# Start of Material shown

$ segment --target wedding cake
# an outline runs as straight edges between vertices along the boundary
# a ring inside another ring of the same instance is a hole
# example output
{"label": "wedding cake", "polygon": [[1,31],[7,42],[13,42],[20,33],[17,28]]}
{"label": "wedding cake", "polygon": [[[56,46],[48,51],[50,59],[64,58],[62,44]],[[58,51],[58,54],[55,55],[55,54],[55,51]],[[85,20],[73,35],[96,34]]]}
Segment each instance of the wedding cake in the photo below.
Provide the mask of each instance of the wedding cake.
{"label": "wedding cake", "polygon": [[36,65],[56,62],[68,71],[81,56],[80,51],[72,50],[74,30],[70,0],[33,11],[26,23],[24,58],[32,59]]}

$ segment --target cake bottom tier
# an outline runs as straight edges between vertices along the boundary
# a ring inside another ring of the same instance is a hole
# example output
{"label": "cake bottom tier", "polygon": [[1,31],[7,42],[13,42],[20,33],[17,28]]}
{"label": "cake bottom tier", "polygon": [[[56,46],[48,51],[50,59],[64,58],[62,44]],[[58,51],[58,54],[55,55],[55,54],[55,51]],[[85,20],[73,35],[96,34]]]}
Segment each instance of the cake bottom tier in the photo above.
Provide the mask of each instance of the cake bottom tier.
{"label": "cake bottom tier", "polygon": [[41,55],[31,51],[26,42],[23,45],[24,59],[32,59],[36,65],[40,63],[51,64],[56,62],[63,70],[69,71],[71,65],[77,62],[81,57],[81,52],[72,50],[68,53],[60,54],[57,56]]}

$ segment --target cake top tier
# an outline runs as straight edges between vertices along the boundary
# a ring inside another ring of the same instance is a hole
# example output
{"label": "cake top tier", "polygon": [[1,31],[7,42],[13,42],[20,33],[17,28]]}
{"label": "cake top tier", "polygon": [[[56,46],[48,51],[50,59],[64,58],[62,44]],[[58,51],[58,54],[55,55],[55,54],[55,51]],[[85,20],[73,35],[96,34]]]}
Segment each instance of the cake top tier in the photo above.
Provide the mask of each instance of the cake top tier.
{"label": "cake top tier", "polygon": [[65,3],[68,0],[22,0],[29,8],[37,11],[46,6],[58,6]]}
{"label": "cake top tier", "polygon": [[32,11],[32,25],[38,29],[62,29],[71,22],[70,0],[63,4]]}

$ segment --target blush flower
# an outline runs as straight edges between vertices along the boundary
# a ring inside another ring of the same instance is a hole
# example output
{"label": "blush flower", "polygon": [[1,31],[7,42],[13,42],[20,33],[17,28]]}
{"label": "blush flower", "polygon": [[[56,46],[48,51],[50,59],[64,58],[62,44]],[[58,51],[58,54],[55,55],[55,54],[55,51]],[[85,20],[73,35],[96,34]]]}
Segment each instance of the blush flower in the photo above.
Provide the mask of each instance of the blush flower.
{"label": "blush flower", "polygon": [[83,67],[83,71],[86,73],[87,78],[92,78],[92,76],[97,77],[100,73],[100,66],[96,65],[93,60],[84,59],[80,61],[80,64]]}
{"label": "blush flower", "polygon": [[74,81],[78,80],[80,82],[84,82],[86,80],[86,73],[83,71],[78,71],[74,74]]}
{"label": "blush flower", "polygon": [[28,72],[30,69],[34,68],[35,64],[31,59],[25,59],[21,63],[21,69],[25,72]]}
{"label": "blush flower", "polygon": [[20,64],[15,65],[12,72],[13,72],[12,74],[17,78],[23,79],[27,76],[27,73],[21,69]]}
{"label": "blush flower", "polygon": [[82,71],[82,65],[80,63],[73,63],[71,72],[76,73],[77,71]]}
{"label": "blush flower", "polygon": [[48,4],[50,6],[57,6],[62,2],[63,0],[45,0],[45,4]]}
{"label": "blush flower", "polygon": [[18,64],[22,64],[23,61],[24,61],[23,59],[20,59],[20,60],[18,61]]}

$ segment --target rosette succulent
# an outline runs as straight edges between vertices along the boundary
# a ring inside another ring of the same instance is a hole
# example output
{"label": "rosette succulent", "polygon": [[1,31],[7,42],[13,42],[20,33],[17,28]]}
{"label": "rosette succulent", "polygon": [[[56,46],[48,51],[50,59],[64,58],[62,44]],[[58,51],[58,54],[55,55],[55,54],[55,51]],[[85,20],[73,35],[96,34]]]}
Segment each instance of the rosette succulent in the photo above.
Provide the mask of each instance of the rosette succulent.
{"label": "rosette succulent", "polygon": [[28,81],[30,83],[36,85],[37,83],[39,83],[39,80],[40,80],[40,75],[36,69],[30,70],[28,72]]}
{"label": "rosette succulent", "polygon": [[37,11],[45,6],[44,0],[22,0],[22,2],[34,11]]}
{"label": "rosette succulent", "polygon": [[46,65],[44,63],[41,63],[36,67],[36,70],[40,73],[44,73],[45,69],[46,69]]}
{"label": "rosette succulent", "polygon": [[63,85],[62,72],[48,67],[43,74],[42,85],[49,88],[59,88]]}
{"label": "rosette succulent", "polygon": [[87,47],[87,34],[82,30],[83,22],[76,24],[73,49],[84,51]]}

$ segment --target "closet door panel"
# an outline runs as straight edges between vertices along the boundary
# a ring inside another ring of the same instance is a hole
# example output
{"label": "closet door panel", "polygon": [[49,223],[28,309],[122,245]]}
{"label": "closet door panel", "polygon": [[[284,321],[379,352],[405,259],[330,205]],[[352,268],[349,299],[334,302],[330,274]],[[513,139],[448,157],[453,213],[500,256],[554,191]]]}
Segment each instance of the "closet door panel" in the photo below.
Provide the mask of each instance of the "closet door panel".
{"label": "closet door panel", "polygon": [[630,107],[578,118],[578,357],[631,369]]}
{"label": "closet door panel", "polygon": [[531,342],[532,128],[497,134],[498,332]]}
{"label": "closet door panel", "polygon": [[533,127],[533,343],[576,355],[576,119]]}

# End of Material shown

Set task:
Show each line of the entries above in which the word "bottom" appears.

Result of the exercise:
$ segment --target cake bottom tier
{"label": "cake bottom tier", "polygon": [[1,31],[7,42],[13,42],[20,33],[17,28]]}
{"label": "cake bottom tier", "polygon": [[[56,46],[48,51],[50,59],[64,58],[62,44]],[[58,51],[58,54],[55,55],[55,54],[55,51]],[[85,20],[73,35],[96,34]]]}
Segment each instance of the cake bottom tier in the photo above.
Provide the mask of each instance of the cake bottom tier.
{"label": "cake bottom tier", "polygon": [[41,55],[31,51],[26,42],[23,45],[24,59],[32,59],[36,65],[40,63],[51,64],[56,62],[63,70],[69,71],[71,65],[77,62],[81,57],[81,52],[72,50],[68,53],[60,54],[57,56]]}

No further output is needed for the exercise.